◆ **TEXTAUSSCHNITT**
★ ★ ★ ★ ★ ★ ★
Das Spielarchiv der Passionsspielgemeinde Thiersee ist das größte und bedeutendste seiner Art in Tirol. Der Nachwelt sind über 60 Handschriften, Uralttextbücher, Fragmente von Spieltexten und Urkunden aus der Zeit des 18. und 19. Jahrhunderts erhalten. Die Archivalien aus der Provenienz der Passionsspielgemeinde Thiersee reichen bis in die Mitte des 18. Jahrhunderts zurück.
Zum Spieljahr 1875 erschien in der Buchdruckerei von Eduard Lippott in Kufstein das Büchlein „Das große Versöhnungsopfer auf Golgotha“, welches „die Handlungen der Reihenfolge und den Text der Gesänge genau enthält und zu geringem Preis an der Cassa zu haben“ war. Dieses 24seitige Libretto ist das älteste Druckwerk der früheren Passionsspielgesellschaft von Vorderthiersee. Das einzig erhaltene Exemplar befindet sich in der Sammlung der Bayerischen Staatsbibliothek in München.
Zum Spieljahr 1885 erschien das erste gedruckte Textbuch „Das Passionsspiel von Vorderthiersee in Tirol“ in der k.k. Hof- und Universitätsbuchhandlung von Alfred Hölder in Wien. Dieser Band mit einem Vorwort und dem Spieltext von Pater Robert Weissenhofer umfasst insgesamt 162 Seiten, erschien in mehreren Auflagen und ist in fast allen großen Bibliotheken des deutschen Sprachraumes zu finden.
★ ★ ★ ★ ★ ★ ★
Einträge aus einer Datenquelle
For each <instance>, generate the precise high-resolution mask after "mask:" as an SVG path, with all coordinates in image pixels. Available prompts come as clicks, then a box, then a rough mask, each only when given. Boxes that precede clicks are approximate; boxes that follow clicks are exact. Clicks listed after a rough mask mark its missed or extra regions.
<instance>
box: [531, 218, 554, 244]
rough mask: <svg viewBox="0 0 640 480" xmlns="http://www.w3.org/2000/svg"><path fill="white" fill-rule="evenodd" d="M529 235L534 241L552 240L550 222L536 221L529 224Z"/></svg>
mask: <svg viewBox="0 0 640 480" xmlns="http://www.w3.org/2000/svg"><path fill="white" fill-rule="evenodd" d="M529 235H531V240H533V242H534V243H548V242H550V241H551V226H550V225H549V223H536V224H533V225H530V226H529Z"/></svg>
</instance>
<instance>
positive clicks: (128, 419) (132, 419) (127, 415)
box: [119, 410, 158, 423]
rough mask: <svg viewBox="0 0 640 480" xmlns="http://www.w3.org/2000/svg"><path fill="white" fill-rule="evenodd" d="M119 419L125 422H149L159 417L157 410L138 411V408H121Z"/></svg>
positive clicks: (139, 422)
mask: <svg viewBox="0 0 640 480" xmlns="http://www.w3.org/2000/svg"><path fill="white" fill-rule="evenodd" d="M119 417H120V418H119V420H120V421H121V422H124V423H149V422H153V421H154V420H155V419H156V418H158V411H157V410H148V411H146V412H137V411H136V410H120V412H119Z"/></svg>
★ ★ ★ ★ ★ ★ ★
◆ **AUFGABE 1**
Gib den Text über das Thierseer Spielarchiv erneut wieder: Beginne bei den Worten „Zum Spieljahr 1875“ und höre nach „Sprachraumes zu finden.“ auf. Tausche dabei „Libretto“ gegen „Textheft“ aus.
◆ **AUFGABE 2**
Führe den Text über das Thierseer Spielarchiv im Anschluss an seinen letzten Satz weiter.

◆ **SCHRIFTLICHE ANTWORT 1**
Zum Spieljahr 1875 erschien in der Buchdruckerei von Eduard Lippott in Kufstein das Büchlein „Das große Versöhnungsopfer auf Golgotha“, welches „die Handlungen der Reihenfolge und den Text der Gesänge genau enthält und zu geringem Preis an der Cassa zu haben“ war. Dieses 24seitige Textheft ist das älteste Druckwerk der früheren Passionsspielgesellschaft von Vorderthiersee. Das einzig erhaltene Exemplar befindet sich in der Sammlung der Bayerischen Staatsbibliothek in München.
Zum Spieljahr 1885 erschien das erste gedruckte Textbuch „Das Passionsspiel von Vorderthiersee in Tirol“ in der k.k. Hof- und Universitätsbuchhandlung von Alfred Hölder in Wien. Dieser Band mit einem Vorwort und dem Spieltext von Pater Robert Weissenhofer umfasst insgesamt 162 Seiten, erschien in mehreren Auflagen und ist in fast allen großen Bibliotheken des deutschen Sprachraumes zu finden.

◆ **SCHRIFTLICHE ANTWORT 2**
Und im Dezember 1895 brachte die US-amerikanische Zeitschrift „The Century Magazine“ den ersten illustrierten 14seitigen Artikel „The Passion-Play at Vorder-Thiersee“ von Annie S. Peck mit neun Bildern von Louis Loeb. Diese Monatszeitschrift für Literatur und Politik erschien damals in New York.
Die ältesten Filmdokumente sind die beiden Beiträge in den Kinowochenschauen von Österreich in Bild und Ton in den Ausgaben vom 26. Juli 1935 „Tirol: Die Passionsspiele in Thiersee“ und vom 26. Juni 1936 „Thiersee: 600 Jahre Passionsspiel in Tirol“. Im August 1937 wurde ein Film der Österreichischen Verkehrswerbung über die Passionsspiele in Thiersee gedreht. Am 6. Juni 1936 wurde das Passionsspiel live im damaligen Rundfunk RAVAG über alle österreichischen Sender übertragen, das war zugleich die erste Direktübertragung im Hörfunk aus Thiersee.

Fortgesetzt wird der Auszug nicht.